Rewrite the records from the beginning through the line containing "x=779, y=141", changing "pixel coordinates" to "image coordinates" everywhere and leaving everything else the same. Give only that span.

-- BEGIN Records provided --

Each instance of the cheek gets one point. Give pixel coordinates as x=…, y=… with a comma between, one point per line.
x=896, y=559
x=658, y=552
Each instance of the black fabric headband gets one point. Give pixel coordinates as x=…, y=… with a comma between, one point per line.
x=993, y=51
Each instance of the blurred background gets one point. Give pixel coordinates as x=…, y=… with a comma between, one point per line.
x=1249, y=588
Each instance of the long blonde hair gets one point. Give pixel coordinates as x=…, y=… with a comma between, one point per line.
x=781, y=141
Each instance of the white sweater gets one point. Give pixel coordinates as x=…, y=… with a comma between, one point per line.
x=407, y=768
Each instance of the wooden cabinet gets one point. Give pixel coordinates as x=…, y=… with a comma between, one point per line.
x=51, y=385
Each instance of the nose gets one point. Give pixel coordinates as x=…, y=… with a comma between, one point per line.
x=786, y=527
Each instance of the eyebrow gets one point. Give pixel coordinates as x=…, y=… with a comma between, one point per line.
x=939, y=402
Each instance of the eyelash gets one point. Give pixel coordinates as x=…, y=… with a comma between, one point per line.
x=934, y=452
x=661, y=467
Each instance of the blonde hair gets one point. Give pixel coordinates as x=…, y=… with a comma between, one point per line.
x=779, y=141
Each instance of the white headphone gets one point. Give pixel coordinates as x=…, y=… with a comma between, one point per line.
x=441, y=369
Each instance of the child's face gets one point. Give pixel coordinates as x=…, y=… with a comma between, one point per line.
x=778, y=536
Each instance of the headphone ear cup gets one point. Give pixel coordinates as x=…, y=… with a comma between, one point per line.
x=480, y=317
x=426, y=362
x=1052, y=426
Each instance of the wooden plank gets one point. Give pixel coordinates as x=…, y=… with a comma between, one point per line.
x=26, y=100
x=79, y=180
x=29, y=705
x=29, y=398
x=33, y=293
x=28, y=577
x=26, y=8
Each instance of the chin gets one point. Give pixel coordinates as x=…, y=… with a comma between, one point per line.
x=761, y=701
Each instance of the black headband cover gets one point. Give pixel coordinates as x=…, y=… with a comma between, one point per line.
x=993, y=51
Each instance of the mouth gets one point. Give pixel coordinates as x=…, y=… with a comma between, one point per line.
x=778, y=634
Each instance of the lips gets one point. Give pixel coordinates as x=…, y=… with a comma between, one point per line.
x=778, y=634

-- END Records provided --

### Exercise result
Each instance of the cheek gets one point. Give image coordinates as x=…, y=… with a comma between, one point per line.
x=896, y=559
x=658, y=552
Each instance of the black fabric headband gets one point. Give image coordinates as x=…, y=… with a comma between, one point per line.
x=993, y=51
Each instance of the blurred background gets one point. Give image coordinates as x=…, y=… with a comma between, one point per line.
x=1249, y=588
Each instance of the long blonde hair gets one point. Give image coordinates as x=…, y=… with a comma between, one point per line.
x=781, y=141
Each instance of the white sweater gets one point. Give image coordinates as x=…, y=… with a comma between, one point per line.
x=407, y=768
Each instance of the wooden cabinet gets one point. Give image coordinates as x=…, y=… with a comma between, one point per line.
x=51, y=385
Each instance of the nose gets one point. Give image coordinates as x=…, y=… with a comma between, one point per line.
x=786, y=527
Each instance of the eyebrow gets one point. Give image coordinates as x=…, y=… with a comma between, one point per line.
x=939, y=402
Each instance of the eyelash gets one point. Give image coordinates as x=…, y=… with a comma between, one point per line.
x=934, y=452
x=661, y=467
Each instance of the blonde hair gets one point. Give image coordinates as x=…, y=… with a comma between, one point per line.
x=779, y=141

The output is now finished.